Stated problem:
Locate every line in the data below that contains the word "tram", and copy each one out in full.

Information shown:
* * * * * * *

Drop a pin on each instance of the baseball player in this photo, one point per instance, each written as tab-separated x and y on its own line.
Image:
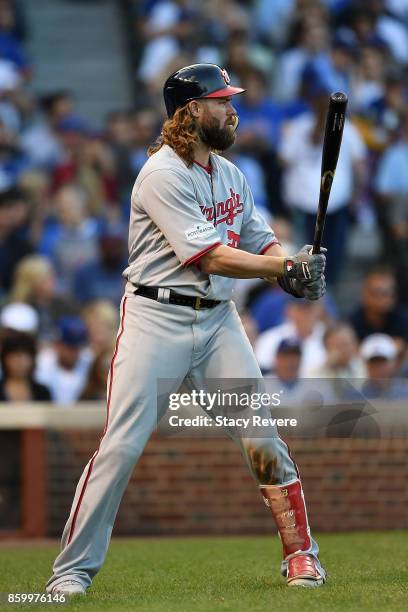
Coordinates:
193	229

* * * * * * *

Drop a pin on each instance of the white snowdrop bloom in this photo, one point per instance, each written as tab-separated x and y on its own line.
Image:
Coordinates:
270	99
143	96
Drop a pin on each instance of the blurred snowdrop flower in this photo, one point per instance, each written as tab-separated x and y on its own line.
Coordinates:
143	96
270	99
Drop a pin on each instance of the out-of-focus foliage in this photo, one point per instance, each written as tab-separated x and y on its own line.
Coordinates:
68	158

* * * * * * *

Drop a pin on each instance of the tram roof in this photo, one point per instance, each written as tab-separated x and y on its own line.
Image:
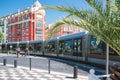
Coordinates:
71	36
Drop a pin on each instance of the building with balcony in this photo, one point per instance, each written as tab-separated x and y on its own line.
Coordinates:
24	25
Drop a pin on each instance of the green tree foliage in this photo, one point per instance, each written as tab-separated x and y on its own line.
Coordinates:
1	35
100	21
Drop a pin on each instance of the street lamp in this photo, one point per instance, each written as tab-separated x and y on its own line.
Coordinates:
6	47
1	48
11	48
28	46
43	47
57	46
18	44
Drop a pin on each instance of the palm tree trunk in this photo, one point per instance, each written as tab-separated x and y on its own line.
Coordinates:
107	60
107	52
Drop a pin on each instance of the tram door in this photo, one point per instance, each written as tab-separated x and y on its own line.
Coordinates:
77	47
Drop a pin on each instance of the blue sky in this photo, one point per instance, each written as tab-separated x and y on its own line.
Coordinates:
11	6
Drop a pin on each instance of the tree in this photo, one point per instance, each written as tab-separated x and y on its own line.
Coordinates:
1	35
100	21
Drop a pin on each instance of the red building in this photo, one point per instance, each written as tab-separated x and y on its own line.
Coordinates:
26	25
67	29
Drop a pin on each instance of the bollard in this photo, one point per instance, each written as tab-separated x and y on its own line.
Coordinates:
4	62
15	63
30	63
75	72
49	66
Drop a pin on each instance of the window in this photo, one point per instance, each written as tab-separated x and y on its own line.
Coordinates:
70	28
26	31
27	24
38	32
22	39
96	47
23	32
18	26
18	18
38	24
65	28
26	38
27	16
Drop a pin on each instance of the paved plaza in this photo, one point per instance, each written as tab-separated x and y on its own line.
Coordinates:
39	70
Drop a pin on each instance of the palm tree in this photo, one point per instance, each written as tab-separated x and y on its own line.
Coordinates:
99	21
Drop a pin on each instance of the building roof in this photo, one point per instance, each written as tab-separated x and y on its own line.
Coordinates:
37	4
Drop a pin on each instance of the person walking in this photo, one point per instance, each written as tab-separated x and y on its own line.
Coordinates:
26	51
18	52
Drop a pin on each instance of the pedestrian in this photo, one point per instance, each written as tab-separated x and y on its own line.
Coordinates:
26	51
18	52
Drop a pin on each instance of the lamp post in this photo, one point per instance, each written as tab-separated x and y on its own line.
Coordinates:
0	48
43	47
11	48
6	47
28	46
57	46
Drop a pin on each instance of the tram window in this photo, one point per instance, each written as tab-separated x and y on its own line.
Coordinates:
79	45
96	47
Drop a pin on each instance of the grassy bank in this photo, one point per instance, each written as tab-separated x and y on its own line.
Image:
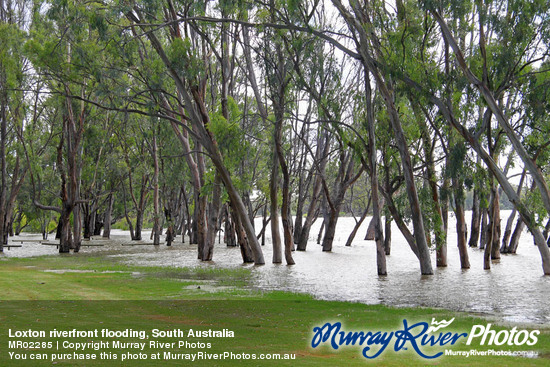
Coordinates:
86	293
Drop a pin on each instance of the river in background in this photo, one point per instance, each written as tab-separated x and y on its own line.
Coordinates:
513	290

* * * * * * *

Result of the exercise:
Drop a pin on each instance of the tram roof in this photo, one point per instance, each written as tab-separated x and y on its own line.
Drop a pin on each instance of the tram door in this photo, one point per instance, each written as tab-separated x and y on its own line.
Drop a pin on each instance of the tram window in this photo, one point per instance, each written as tab-separated x and y on its own line.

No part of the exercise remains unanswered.